> [Data entries]:
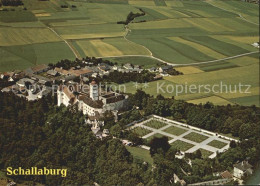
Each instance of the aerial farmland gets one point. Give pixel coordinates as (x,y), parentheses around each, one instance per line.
(208,40)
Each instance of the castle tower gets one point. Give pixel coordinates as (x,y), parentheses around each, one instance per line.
(93,91)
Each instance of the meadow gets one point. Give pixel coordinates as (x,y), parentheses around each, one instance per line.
(178,32)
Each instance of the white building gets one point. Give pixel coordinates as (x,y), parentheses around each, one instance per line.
(91,100)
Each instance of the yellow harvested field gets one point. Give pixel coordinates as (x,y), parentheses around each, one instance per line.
(189,70)
(244,61)
(246,75)
(204,49)
(23,36)
(243,39)
(98,48)
(213,99)
(168,23)
(142,3)
(93,36)
(174,3)
(171,14)
(42,14)
(253,91)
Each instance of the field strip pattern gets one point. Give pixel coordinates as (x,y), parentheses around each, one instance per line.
(202,145)
(232,12)
(71,48)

> [Task objective]: Arrange all the rows above as a numbered list, leaving out blank lines. Leave the pictures out of your answer.

> [Exercise answer]:
1. Each instance of the aerial farmland gets one point. Give pixel coordinates as (x,y), parentheses around each, one instance per line.
2. (208,40)
3. Each instance of the castle tower gets one point. Give pixel coordinates as (x,y), parentheses around each, one instance per line.
4. (93,91)
5. Each instance of the meadow gets one point. Give pixel coordinates as (x,y), parentheses around each, one instance per line.
6. (178,32)
7. Each instance of the white building gets one point. Give pixel coordinates as (x,y), parentheses around each, one instance per line.
8. (91,100)
9. Each instance of the yellow harvested field gets one point. Give pixel coordinates as (x,y), parentheses around each, one instance per line.
10. (189,70)
11. (244,61)
12. (246,75)
13. (204,49)
14. (23,36)
15. (243,39)
16. (98,48)
17. (213,99)
18. (168,23)
19. (142,3)
20. (93,36)
21. (174,3)
22. (171,14)
23. (42,14)
24. (253,91)
25. Each instance of the field strip pattern gets one point. Give pixel coordinates as (x,y), parentheses around each, one instance per line.
26. (202,145)
27. (232,12)
28. (71,48)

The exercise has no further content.